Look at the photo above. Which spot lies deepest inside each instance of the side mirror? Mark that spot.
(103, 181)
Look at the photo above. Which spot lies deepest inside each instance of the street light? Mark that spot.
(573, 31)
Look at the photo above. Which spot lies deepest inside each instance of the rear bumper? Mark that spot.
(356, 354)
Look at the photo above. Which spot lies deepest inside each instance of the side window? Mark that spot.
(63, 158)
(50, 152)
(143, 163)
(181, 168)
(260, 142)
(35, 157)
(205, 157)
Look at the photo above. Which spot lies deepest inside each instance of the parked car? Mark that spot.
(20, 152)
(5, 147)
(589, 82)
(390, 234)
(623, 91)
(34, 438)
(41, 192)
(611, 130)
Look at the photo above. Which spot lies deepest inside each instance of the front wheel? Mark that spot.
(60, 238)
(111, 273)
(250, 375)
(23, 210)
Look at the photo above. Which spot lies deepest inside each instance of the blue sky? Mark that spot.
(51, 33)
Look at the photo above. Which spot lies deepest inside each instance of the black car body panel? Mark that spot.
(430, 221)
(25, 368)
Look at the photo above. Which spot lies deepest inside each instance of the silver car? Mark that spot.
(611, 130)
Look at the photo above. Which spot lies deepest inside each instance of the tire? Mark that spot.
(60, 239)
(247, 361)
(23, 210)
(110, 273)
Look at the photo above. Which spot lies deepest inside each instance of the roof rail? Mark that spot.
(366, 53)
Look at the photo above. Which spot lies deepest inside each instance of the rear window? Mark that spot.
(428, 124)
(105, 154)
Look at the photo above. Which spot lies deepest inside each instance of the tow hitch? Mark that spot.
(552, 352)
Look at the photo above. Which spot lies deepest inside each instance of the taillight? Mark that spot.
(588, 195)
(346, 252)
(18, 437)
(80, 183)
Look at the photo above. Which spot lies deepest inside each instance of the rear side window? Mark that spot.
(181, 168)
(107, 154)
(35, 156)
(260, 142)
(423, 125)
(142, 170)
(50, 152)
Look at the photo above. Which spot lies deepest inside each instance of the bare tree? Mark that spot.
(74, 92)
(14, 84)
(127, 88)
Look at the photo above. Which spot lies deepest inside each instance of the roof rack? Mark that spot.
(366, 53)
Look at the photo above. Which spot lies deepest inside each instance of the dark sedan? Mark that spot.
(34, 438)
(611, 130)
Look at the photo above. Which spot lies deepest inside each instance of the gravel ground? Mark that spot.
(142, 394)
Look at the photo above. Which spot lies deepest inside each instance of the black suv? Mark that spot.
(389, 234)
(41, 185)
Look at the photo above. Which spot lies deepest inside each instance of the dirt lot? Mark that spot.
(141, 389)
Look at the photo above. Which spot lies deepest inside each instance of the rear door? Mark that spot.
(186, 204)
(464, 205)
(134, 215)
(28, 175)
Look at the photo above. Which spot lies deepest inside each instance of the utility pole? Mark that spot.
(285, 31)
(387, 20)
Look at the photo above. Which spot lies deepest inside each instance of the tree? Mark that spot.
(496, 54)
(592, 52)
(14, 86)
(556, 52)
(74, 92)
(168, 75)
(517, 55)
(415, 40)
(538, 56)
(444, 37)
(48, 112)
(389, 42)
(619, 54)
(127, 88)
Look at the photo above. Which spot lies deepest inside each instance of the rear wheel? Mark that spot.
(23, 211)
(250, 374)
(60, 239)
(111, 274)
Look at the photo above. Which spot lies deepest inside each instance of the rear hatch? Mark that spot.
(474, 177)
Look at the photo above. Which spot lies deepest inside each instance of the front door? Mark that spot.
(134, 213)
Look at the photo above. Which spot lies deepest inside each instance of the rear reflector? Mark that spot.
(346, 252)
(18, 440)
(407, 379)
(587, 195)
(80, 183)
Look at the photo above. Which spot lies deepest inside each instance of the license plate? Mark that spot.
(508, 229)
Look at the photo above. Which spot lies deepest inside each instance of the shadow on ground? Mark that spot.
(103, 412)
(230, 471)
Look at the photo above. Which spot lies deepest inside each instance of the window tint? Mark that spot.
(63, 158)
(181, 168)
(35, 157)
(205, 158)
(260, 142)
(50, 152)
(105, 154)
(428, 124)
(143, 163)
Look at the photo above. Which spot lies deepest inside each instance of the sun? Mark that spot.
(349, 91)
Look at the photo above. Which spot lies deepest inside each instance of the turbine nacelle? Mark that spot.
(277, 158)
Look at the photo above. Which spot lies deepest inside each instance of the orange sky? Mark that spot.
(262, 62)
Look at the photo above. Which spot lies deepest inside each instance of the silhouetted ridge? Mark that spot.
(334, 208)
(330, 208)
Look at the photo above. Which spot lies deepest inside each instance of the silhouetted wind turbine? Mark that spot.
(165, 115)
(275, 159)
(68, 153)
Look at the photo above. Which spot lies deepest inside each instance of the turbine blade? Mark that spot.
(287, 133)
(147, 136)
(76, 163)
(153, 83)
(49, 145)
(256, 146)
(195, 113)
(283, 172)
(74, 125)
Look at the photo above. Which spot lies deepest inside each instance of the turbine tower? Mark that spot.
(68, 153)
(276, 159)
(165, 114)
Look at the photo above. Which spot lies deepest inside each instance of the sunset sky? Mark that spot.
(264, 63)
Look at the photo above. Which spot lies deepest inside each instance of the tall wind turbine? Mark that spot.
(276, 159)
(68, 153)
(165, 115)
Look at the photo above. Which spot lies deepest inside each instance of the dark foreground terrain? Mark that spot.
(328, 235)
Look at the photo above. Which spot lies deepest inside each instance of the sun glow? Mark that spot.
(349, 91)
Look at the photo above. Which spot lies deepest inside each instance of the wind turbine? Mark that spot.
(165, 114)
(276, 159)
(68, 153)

* * *

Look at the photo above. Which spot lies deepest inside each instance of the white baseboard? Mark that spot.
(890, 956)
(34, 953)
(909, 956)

> _Task brief_
Gather every line above that contains the word "turbine", and copy each one in full.

> _Output for this task_
Look at the photo above. Which spot lies deepest inside each instance of the turbine nacelle? Mark that spot.
Look at the photo above. Which spot lies deepest inside each instance of the silhouetted wind turbine? Mark that spot.
Look at the photo above. Which spot lies deepest inside each instance of the turbine blade? Mark that spot.
Look at the photo above. Which spot lies deepest inside each instance of the turbine tower? Mark that spot.
Look at the photo above. Which spot lies deepest inside each instance of the tall wind turbine? Mark that spot.
Look at the photo above. Which spot lies deepest inside each instance of the wind turbine? Mark that spot.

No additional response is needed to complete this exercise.